>> Begin Provided records

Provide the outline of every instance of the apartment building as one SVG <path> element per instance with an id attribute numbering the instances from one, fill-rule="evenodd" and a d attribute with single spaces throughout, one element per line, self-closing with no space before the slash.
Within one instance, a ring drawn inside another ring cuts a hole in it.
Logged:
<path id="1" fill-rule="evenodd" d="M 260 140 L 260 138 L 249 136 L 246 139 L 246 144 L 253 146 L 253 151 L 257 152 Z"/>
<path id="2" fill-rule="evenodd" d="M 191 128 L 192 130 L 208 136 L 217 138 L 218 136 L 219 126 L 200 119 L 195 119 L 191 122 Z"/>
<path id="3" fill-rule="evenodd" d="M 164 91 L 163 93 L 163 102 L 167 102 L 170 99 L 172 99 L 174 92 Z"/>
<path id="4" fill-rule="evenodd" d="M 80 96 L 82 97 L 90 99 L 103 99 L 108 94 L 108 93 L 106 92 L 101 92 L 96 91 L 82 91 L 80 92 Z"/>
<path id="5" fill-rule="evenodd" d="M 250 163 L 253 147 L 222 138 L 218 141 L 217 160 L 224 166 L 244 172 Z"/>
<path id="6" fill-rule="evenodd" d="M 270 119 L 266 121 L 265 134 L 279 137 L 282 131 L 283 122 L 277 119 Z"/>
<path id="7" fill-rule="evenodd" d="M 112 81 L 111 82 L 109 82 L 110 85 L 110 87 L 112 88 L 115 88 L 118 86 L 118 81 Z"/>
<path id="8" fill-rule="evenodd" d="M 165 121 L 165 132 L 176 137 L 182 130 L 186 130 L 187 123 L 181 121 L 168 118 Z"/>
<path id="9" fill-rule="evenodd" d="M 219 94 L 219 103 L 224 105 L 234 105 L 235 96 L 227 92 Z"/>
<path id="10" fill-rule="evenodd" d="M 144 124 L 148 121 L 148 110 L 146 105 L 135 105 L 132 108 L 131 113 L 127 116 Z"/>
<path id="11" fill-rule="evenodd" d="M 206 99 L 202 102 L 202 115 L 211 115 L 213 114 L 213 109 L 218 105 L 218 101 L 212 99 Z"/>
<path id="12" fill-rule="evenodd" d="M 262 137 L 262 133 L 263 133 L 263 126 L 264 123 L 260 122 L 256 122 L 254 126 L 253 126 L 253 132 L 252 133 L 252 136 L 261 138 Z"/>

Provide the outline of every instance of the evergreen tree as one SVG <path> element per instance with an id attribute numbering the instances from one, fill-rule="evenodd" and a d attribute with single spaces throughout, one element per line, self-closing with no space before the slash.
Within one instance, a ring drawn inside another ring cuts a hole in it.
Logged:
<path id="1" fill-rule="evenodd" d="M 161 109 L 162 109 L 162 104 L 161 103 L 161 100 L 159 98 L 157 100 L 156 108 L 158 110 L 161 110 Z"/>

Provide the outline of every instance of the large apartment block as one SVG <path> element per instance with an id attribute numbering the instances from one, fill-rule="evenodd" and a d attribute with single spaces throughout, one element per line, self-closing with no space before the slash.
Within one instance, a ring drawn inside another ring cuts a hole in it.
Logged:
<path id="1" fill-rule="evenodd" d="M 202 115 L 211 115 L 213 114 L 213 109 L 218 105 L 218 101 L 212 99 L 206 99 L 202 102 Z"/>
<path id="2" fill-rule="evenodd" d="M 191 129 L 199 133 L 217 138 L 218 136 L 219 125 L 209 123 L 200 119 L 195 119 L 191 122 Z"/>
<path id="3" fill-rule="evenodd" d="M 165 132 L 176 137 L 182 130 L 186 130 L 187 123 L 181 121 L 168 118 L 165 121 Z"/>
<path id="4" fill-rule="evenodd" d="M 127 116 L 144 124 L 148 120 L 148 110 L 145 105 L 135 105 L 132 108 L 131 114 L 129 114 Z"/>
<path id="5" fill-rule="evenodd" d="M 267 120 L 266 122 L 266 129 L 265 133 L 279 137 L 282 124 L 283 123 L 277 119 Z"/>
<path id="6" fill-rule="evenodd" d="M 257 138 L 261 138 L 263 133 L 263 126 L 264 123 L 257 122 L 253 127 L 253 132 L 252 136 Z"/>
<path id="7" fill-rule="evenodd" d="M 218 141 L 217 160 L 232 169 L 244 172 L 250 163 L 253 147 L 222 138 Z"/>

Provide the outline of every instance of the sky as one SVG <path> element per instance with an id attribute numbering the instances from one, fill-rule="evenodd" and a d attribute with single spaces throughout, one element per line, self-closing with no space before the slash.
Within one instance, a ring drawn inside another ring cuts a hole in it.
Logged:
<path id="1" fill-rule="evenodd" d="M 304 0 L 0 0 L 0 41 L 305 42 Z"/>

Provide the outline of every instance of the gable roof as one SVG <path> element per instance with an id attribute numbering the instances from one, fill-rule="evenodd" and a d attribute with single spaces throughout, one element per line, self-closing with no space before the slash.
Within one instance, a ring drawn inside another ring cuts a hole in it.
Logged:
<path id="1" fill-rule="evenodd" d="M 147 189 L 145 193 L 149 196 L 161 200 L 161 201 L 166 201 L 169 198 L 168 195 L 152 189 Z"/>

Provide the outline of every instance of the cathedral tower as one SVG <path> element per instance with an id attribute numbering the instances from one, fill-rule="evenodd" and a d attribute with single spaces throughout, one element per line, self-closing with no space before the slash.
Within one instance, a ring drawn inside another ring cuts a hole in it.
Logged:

>> End Provided records

* [Work required]: Copy out every row above word for word, keeping each character and line break unchanged.

* [The result]:
Provide the outline of every instance of the apartment building as one SVG <path> element per instance with an id attribute numbering the instances from one, fill-rule="evenodd" and a d attribute with single spaces throughout, one element per line, self-closing with no space before the slash.
Within one instance, a ring drawn inside another ring cuts a hole in it.
Logged:
<path id="1" fill-rule="evenodd" d="M 260 140 L 260 138 L 249 136 L 246 139 L 246 144 L 253 146 L 253 151 L 257 152 Z"/>
<path id="2" fill-rule="evenodd" d="M 191 128 L 192 130 L 208 136 L 217 138 L 218 136 L 219 126 L 200 119 L 195 119 L 191 122 Z"/>
<path id="3" fill-rule="evenodd" d="M 164 91 L 163 93 L 163 102 L 167 102 L 170 99 L 172 99 L 174 92 Z"/>
<path id="4" fill-rule="evenodd" d="M 80 96 L 82 97 L 90 99 L 103 99 L 108 94 L 108 93 L 106 92 L 101 92 L 96 91 L 82 91 L 80 92 Z"/>
<path id="5" fill-rule="evenodd" d="M 250 163 L 253 147 L 222 138 L 218 141 L 217 160 L 224 166 L 244 172 Z"/>
<path id="6" fill-rule="evenodd" d="M 270 119 L 266 121 L 265 134 L 279 137 L 282 131 L 283 122 L 277 119 Z"/>
<path id="7" fill-rule="evenodd" d="M 112 81 L 111 82 L 109 82 L 110 85 L 110 87 L 112 88 L 115 88 L 118 86 L 118 81 Z"/>
<path id="8" fill-rule="evenodd" d="M 165 121 L 165 132 L 176 137 L 182 130 L 186 130 L 187 123 L 181 121 L 168 118 Z"/>
<path id="9" fill-rule="evenodd" d="M 219 94 L 219 103 L 224 105 L 234 105 L 235 96 L 227 92 Z"/>
<path id="10" fill-rule="evenodd" d="M 144 124 L 148 121 L 148 110 L 146 105 L 135 105 L 132 108 L 131 113 L 127 116 Z"/>
<path id="11" fill-rule="evenodd" d="M 206 99 L 202 102 L 202 115 L 211 115 L 213 114 L 213 109 L 218 105 L 218 101 L 212 99 Z"/>
<path id="12" fill-rule="evenodd" d="M 262 137 L 262 133 L 263 133 L 263 126 L 264 123 L 260 122 L 256 122 L 254 126 L 253 126 L 253 132 L 252 133 L 252 136 L 261 138 Z"/>

Provide the outline of every instance of the evergreen tree as one SVG <path> element per instance with an id attribute numbering the instances from one, fill-rule="evenodd" and a d attribute with single spaces throughout, one element per line, self-closing with no space before the slash.
Within one instance, a ring drawn inside another ring cuts a hole in it.
Logged:
<path id="1" fill-rule="evenodd" d="M 161 109 L 162 109 L 162 104 L 161 103 L 161 100 L 159 98 L 157 100 L 156 108 L 158 110 L 161 110 Z"/>

Provide the outline of every instance of the large apartment block as one SVG <path> element per instance with an id attribute numbering the instances from one, fill-rule="evenodd" and a d attribute with single spaces throughout, one element per line, self-closing with no space before the slash.
Within one instance, a ring drawn inside another ring cuts a hole in it.
Logged:
<path id="1" fill-rule="evenodd" d="M 202 115 L 211 115 L 213 114 L 213 109 L 218 105 L 218 101 L 212 99 L 206 99 L 202 102 Z"/>
<path id="2" fill-rule="evenodd" d="M 191 129 L 199 133 L 217 138 L 218 136 L 219 125 L 209 123 L 200 119 L 195 119 L 191 122 Z"/>
<path id="3" fill-rule="evenodd" d="M 165 132 L 176 137 L 182 130 L 186 130 L 187 123 L 181 121 L 168 118 L 165 121 Z"/>
<path id="4" fill-rule="evenodd" d="M 127 116 L 144 124 L 148 120 L 148 110 L 145 105 L 135 105 L 132 108 L 131 114 L 129 114 Z"/>
<path id="5" fill-rule="evenodd" d="M 267 120 L 266 122 L 266 129 L 265 133 L 279 137 L 282 124 L 283 123 L 277 119 Z"/>
<path id="6" fill-rule="evenodd" d="M 257 138 L 261 138 L 263 133 L 263 126 L 264 123 L 257 122 L 253 127 L 253 132 L 252 136 Z"/>
<path id="7" fill-rule="evenodd" d="M 218 141 L 217 160 L 232 169 L 244 172 L 250 163 L 253 147 L 222 138 Z"/>

Provide the outline of every instance of the sky as one SVG <path> element per instance with an id attribute numbering the instances from one, fill-rule="evenodd" and a d attribute with single spaces throughout, one element per line, self-closing with no space before the slash.
Within one instance, a ring drawn inside another ring cuts a hole in it.
Logged:
<path id="1" fill-rule="evenodd" d="M 304 0 L 0 0 L 0 41 L 305 42 Z"/>

Provide the outline of every instance of the gable roof as one SVG <path> element per instance with an id attribute numbering the instances from one, fill-rule="evenodd" and a d attribute with single spaces throughout, one element per line, self-closing with no space before the slash.
Within one instance, a ring drawn inside another ring cuts a hole in it.
Logged:
<path id="1" fill-rule="evenodd" d="M 147 189 L 145 193 L 149 196 L 161 200 L 161 201 L 166 201 L 169 198 L 168 195 L 152 189 Z"/>

Provide the outline of every instance of the cathedral tower as one SVG <path> element per instance with an id attribute numbering the instances from one, fill-rule="evenodd" and a d attribute with single spaces throughout, one element per line, self-closing with no space before the slash.
Within one instance, a ring drawn inside another ring cuts a hole in it.
Logged:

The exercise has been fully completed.